GIVEN PASSAGE ->
## Start

Echoes: A road trip where everyone was an Irish fan

Author: Rasmus Jorgensen

Echoes1Courtesy of Mike Brennan ’69

On a spring morning in 1968, as some 20 members of the Notre Dame Rugby Football Club prepared to depart for Ireland — the University’s first athletic trip to the country — they gathered at the Morris Inn for a goodbye breakfast and a blessing from Rev. Edmund P. Joyce, CSC.

 

“And gentlemen,” Mike Brennan ’69 recalls the school’s executive vice president and No. 1 athletic booster saying, “just remember that you are representing the University of Notre Dame and Our Lady. And if you guys screw up, do not bother coming back.”

 

The team returned with a 2-3 record, but the games against Irish college and regional teams were close and the opposition tough, “so we didn’t disgrace ourselves by any stretch,” says Tom Condon ’68.

 

Condon was one of a few student-athletes on the trip who later were grateful that Joyce did not get word of all of their off-the-field activities.

## End

SUPPLIED INFORMATION ->

## Start

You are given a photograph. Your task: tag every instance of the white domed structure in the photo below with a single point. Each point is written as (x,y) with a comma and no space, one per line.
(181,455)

## End

TO BE DONE ->
1. According to the article about the 1968 rugby trip to Ireland, what record did the team return with?
2. Write out the stretch of the rugby trip article from "Echoes: A road" through "P. Joyce, CSC.".

FULL ANSWERS ->
1. The team returned with a 2-3 record.

2.
Echoes: A road trip where everyone was an Irish fan

Author: Rasmus Jorgensen

Echoes1Courtesy of Mike Brennan ’69

On a spring morning in 1968, as some 20 members of the Notre Dame Rugby Football Club prepared to depart for Ireland — the University’s first athletic trip to the country — they gathered at the Morris Inn for a goodbye breakfast and a blessing from Rev. Edmund P. Joyce, CSC.